## [Challenge 1]
Answer these questions about the article on unconstrained optimization, one line each:
(a) What number does the call scipy.optimize.fminbound(test_func, a, b) return?
(b) Which step does the article name as the speed limiting step?
(c) What default value does gradient_descent set for max_iter?
## [Challenge 2]
In the entries below, swap "banana leaf" for "palm frond" and reproduce the lines from the beginning of the entries through the line containing "[53,105,468,264]". Change nothing else, and leave the pictures out.

## [Article]
-=-=-=-=-
Unconstrained Optimization#

Teng-Jui Lin

Content adapted from UW AMATH 301, Beginning Scientific Computing, in Spring 2020.

  • Unconstrained optimization methods

    • Derivative-free method

      • Golden section search

    • Derivative method

      • Gradient descent

  • scipy implementations

Finding minimum using scipy.optimize.fminbound()#

scipy.optimize.fminbound() find the minimum for scalar function in given interval.

import scipy
from scipy import optimize
scipy.optimize.fminbound(test_func, a, b)
1.8888887480521486

Gradient descent#

Goal: find the minimum of a multi-variable function \(f(\mathbf{x})\)

  • unconstrained

  • derivative method

Gradient descent chooses the next point in the steepest downhill direction, where the function value is minimum. For each guess \(\mathbf{p_n}\), we calculate \(\mathbf{p_{n+1}}\) by

  1. Calculate \(\nabla f(\mathbf{p_n})\)

  2. Define \(\phi(t) = \mathbf{p_n} - t\nabla f(\mathbf{p_n})\)

  3. Define \(f(\phi(t))\)

  4. Find \(t^*\) using fminbound() to minimize \(f(\phi(t))\)

  5. Define \(\mathbf{p_{n+1}} = \phi(t^*)\)

Optimization is the speed limiting step.

Implementation#

Problem Statement. Find the minimum of the function

\[ f(x, y) = (x-2)^2 + (y+1)^2 + 5\sin x \sin y + 100 \]

using gradient descent and compare with the result from scipy.optimize.fmin().

def gradient_descent(f, fgrad, x0, tolerance=1e-6, max_iter=10000):
    '''
    Find a minimum of multivariable function by gradient descent.
    
    :param f: objective function
    :param fgrad: gradient of objective function
    :param x0: initial guess (starting point)
    :param tolerance: tolerance of stopping criteria
    :param max_iter: maximum iterations allowed for calculation
    :returns: minimum of objective function
    '''
    import scipy
    from scipy import optimize
    
    i = 0  # iteration counter
    x = x0
    grad = fgrad(x)
-=-=-=-=-
## [Extracted material]
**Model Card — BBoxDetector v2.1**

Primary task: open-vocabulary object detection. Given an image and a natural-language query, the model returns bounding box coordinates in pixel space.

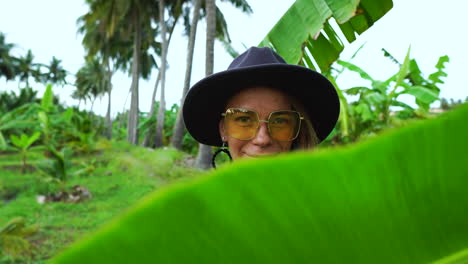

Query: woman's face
[219,86,292,159]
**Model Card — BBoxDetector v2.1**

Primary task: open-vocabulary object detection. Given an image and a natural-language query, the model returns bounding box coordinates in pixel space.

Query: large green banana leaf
[260,0,393,72]
[53,105,468,264]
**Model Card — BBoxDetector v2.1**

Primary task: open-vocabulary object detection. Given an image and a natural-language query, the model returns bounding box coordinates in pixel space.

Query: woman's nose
[252,122,272,147]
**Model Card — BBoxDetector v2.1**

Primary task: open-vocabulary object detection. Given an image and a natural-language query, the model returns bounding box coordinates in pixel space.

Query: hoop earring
[211,141,232,169]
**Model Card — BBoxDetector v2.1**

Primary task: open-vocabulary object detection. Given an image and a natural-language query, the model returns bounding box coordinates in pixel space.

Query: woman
[183,47,340,166]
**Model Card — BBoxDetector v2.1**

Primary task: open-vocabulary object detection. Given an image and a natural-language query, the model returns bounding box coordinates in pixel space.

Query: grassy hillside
[0,143,201,263]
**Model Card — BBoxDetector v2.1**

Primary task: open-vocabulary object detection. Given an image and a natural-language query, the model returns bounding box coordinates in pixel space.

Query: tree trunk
[106,59,113,139]
[154,0,167,148]
[141,71,161,147]
[141,22,178,147]
[127,8,141,145]
[195,0,216,169]
[171,0,201,150]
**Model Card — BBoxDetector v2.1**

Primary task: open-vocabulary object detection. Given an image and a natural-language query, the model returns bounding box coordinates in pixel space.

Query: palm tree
[196,0,216,169]
[171,0,201,150]
[0,32,16,81]
[17,50,42,87]
[72,57,107,111]
[171,0,252,149]
[80,0,157,144]
[45,57,67,86]
[154,0,168,148]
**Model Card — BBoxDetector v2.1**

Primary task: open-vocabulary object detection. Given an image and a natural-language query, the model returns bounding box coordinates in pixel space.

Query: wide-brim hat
[182,47,340,146]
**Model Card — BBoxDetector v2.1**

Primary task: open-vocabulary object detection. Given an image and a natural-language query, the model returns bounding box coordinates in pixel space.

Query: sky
[0,0,468,116]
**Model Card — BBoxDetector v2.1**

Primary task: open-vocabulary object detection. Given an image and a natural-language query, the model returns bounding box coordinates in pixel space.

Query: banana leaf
[52,105,468,264]
[259,0,393,72]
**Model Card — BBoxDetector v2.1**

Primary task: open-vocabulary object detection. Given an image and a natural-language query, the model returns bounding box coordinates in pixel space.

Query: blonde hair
[288,96,320,151]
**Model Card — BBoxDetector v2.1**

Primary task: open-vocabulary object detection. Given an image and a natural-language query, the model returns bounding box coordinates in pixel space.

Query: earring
[211,138,232,169]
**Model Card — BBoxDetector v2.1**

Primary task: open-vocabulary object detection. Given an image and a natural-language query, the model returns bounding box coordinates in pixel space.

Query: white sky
[0,0,468,115]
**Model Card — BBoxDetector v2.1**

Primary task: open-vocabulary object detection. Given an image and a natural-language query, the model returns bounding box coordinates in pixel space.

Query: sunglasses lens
[224,108,258,140]
[268,111,301,141]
-=-=-=-=-
## [Written solution 1]
(a) 1.8888887480521486
(b) Optimization
(c) 10000

## [Written solution 2]
**Model Card — BBoxDetector v2.1**

Primary task: open-vocabulary object detection. Given an image and a natural-language query, the model returns bounding box coordinates in pixel space.


Query: woman's face
[219,86,292,159]
**Model Card — BBoxDetector v2.1**

Primary task: open-vocabulary object detection. Given an image and a natural-language query, the model returns bounding box coordinates in pixel space.

Query: large green palm frond
[260,0,393,72]
[53,105,468,264]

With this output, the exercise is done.